TASK DESCRIPTION: Count up the lines below in which the string "query" appears. The reply should be that number alone.

──────── MATERIAL PROVIDED

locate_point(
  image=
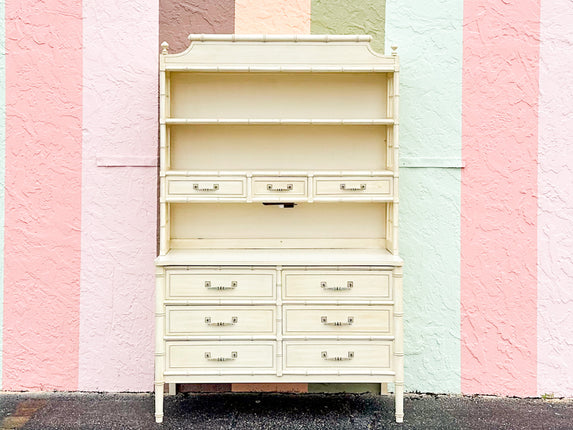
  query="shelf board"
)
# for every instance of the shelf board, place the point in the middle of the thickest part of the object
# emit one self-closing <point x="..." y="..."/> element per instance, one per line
<point x="273" y="257"/>
<point x="276" y="121"/>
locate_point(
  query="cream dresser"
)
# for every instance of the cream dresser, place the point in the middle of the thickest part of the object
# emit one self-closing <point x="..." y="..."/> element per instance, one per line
<point x="278" y="213"/>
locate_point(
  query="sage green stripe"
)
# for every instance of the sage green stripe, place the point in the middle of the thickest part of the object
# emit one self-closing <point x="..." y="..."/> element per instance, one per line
<point x="429" y="38"/>
<point x="2" y="171"/>
<point x="349" y="17"/>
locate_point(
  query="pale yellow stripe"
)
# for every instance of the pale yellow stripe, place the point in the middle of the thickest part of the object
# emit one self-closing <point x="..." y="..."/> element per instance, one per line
<point x="272" y="16"/>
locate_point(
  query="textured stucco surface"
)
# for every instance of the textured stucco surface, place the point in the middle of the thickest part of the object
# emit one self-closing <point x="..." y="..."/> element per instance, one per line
<point x="350" y="17"/>
<point x="2" y="170"/>
<point x="499" y="197"/>
<point x="429" y="39"/>
<point x="42" y="205"/>
<point x="555" y="207"/>
<point x="272" y="16"/>
<point x="179" y="18"/>
<point x="118" y="203"/>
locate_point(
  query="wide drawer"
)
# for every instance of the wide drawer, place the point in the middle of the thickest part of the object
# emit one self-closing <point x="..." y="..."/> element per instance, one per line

────────────────

OUTPUT FOR THIS TASK: 6